On 4/29/2026 5:43 PM, Steven Rostedt wrote:
> From: Steven Rostedt <[email protected]>
> 
> [
>    This is an RFC that adds a system call for dynamic linkers to use to
>    tell the kernel where the sframe sections are when it loads dynamic
>    libraries.
> 
>    It is built on top of Jens's sframe implementation for v3:
> 
>       
> https://lore.kernel.org/linux-trace-kernel/[email protected]/
> 
>    I have a repo with that code that this applies on top of here:
> 
>       git://git.kernel.org/pub/scm/linux/kernel/git/rostedt/linux-trace.git 
> sframe/core
>        
> 
>    The name of the system call is "stacktrace_setup", but I'm not attached
>    to this name. If anyone can think of a better name I'm happy to take
>    suggestions.
> 
>    This patch is just to get the conversation going and the final result
>    may be much different. I tested this with the attached program which is a
>    major hack. I built glibc with sframe v3 support and I used readelf to
>    find the sframe size and location of glibc.
> 
>    readelf -e /work/usr/lib/libc.so.6 | grep sframe
>      [19] .sframe           GNU_SFRAME       00000000001d3fc0  001d3fc0
> 
>    Then I wrote a program that takes the above location and size of the
>    .sframe section in libc as parameters, scans /proc/self/maps to find
>    where it loaded libc and then calls this new system call with a pointer
>    to the location of the sframe along with its size, as well as where the
>    libc text is located.
> 
>    It then spins for 2 seconds, calls the system call again to remove the
>    sframe section it loaded, and spins for another 2 seconds.
> 
>    I ran perf record --call-graph fp,defer on the program and looked for
>    the do_spin() function.
> 
>    With sframe loaded:
> 
> sframe-test    1350  1396.333593:     202366 cpu/cycles/P: 
>             7fdf0ec38a44 [unknown] ([vdso])
>             5621a6b97243 get_time+0x19 (/work/c/sframe-test)
>             5621a6b9727f do_spin+0x1f (/work/c/sframe-test)
>             5621a6b975cd main+0xd4 (/work/c/sframe-test)

▸ **REQUIRED ACTIONS**
**a.** Translate this sentence from the sframe RFC into German: "If anyone can think of a better name I'm happy to take suggestions."
**b.** According to the sframe RFC, which tool was used to find the sframe size and location of glibc?

▸ **GIVEN INFORMATION**
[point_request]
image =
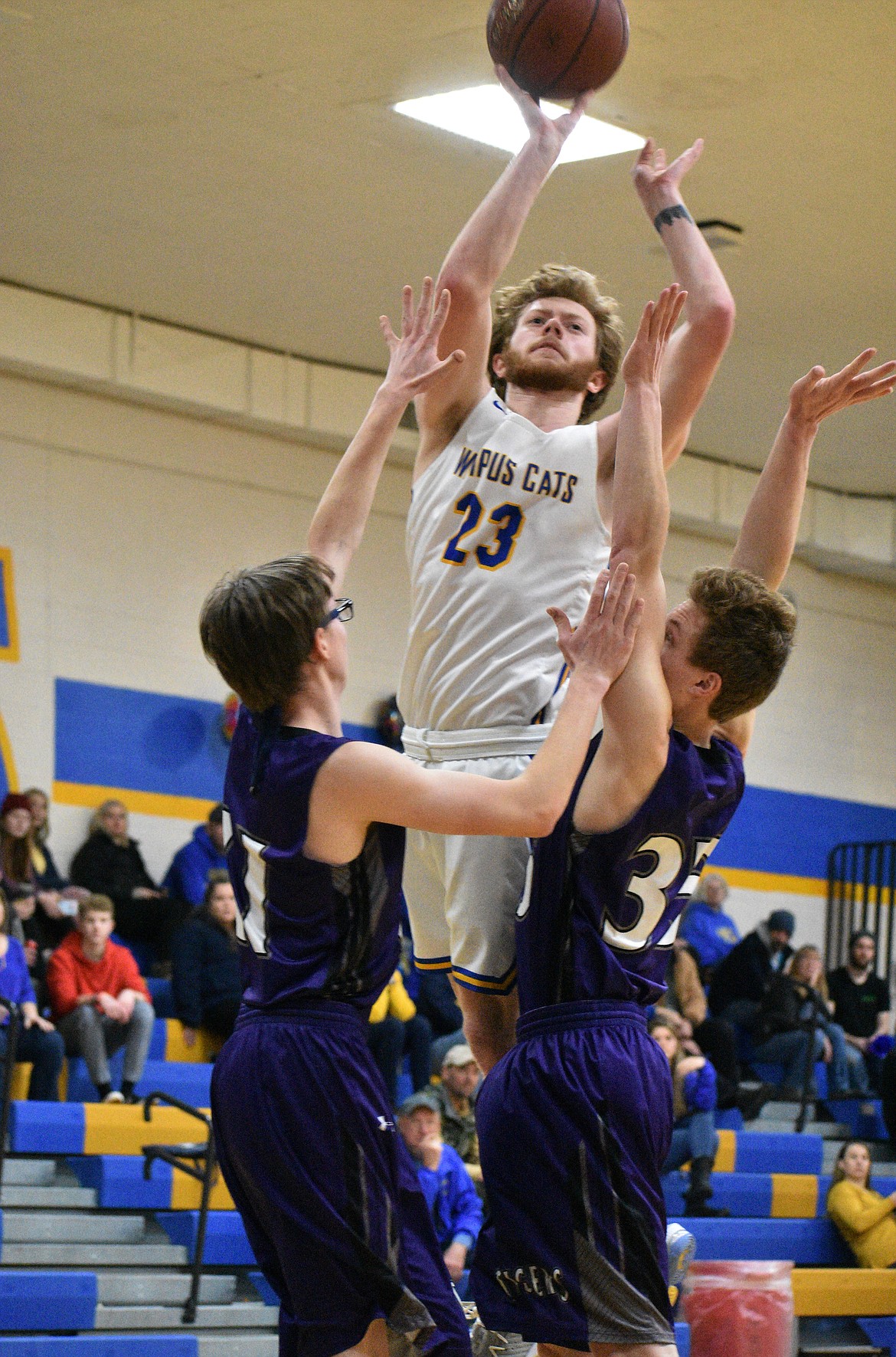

▸ **ANSWERS FOR THE TASKS**
**a.** Wenn jemandem ein besserer Name einfällt, nehme ich gerne Vorschläge an.

**b.** readelf